— start of Recorded data —

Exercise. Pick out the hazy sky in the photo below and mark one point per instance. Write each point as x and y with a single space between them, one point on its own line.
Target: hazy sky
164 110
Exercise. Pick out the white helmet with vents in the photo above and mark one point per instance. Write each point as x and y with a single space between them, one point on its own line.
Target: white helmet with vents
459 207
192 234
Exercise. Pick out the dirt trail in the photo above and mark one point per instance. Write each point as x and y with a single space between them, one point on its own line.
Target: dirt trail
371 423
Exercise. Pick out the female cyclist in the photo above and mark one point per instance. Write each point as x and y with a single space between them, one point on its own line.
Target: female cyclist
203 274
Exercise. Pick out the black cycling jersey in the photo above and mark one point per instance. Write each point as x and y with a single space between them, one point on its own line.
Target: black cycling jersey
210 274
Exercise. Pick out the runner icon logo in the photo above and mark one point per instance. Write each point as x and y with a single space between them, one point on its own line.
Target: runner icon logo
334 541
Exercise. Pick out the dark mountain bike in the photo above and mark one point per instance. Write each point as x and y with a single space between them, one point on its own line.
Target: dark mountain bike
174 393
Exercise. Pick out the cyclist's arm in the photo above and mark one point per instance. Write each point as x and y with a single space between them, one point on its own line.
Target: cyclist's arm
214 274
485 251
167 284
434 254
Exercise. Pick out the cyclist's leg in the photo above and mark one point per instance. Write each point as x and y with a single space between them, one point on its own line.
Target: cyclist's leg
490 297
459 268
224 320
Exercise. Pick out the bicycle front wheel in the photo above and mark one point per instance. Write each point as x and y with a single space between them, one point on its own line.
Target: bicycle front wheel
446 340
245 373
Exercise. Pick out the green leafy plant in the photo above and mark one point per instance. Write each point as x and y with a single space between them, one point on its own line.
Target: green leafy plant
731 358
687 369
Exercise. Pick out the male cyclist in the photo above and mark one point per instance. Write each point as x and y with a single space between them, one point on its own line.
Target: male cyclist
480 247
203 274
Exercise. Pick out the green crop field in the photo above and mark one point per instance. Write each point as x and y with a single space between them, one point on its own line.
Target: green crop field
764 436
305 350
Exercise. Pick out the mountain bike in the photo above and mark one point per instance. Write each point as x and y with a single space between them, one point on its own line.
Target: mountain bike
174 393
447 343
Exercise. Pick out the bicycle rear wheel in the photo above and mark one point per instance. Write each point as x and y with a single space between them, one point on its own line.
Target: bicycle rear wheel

— end of Recorded data —

**Required task**
Swap "Pick out" for "Locate" everywhere it occurs in the data above, and reproduce the rest of the data unchanged.

**Exercise output**
Exercise. Locate the hazy sky in the photo below and mark one point per instance. Write each point as x and y with a single space between them, one point on its own line.
Target: hazy sky
164 110
Exercise. Locate the white helmet with vents in the photo above and mark one point per instance. Write each point as x and y with a single space between them, one point on its own line.
Target: white helmet with vents
459 207
192 234
Exercise. Locate the dirt trail in the photo above and mark one point per instance. Write each point as x and y with a single space between them, one point on its own line.
Target: dirt trail
371 423
Exercise. Locate the female cyclist in the photo above and mark one point per instance. Write each point as x and y with a single space between them, one point on its own line.
Target: female cyclist
203 274
Exercise. Locate the black cycling jersey in the photo above and mark one point per instance. Write each point as x and y with a single space between them, one point on its own line.
Target: black cycling jersey
210 274
Exercise. Locate the runner icon logo in the photo above and mark one point per instance. Write each point as x and y with a single space between them, one point on its own line.
Target: runner icon logo
334 541
Exercise. Locate the dark mountain bike in the photo above and mark one point per instance. Write each point as x and y with a single space between them, one point on its own line.
Target: dark mountain bike
174 393
Exercise. Locate the cyclist's arm in the photo above and mark one point per instance. Write each point as x and y with a single space between them, one point on its own line.
Target: cyclist's arm
214 274
485 251
167 284
434 254
Exercise. Locate the cyclist's leg in the photo above and mark one point per instance. Write each point as x and y with a single space between them, one point on its own line.
Target: cyclist's leg
490 297
459 268
224 320
Exercise. Locate the bicycle front wheel in the photo above and mark one point per instance. Write each point as x and y with a single space between them, one point on its own line.
Target: bicycle front wheel
446 340
245 373
Exercise. Locate the green leafy plant in the photo above and mark one point per instance. Write each point as x and y with a single space between them, one point on its own line.
Target: green leafy plant
731 358
687 369
Exercise. Locate the male cyclist in the photo above and mark one point per instance. Write each point as x and y with a single space between them, one point on its own line.
Target: male cyclist
480 247
203 274
Exercise. Locate the green crop field in the photo above and mark one point per instance. Write each point as x and y with a single space between them, one point on its own line.
Target: green crop field
764 436
305 350
Exercise. Locate the mountain bike in the photo above and mark one point per instance. Write each point as x and y with a single space between them, one point on its own line.
Target: mountain bike
174 393
447 343
Exercise. Locate the bicycle rear wheel in the photo above and mark one point per instance. Write each point as x and y with a single space between them, one point on its own line.
Target: bicycle rear wheel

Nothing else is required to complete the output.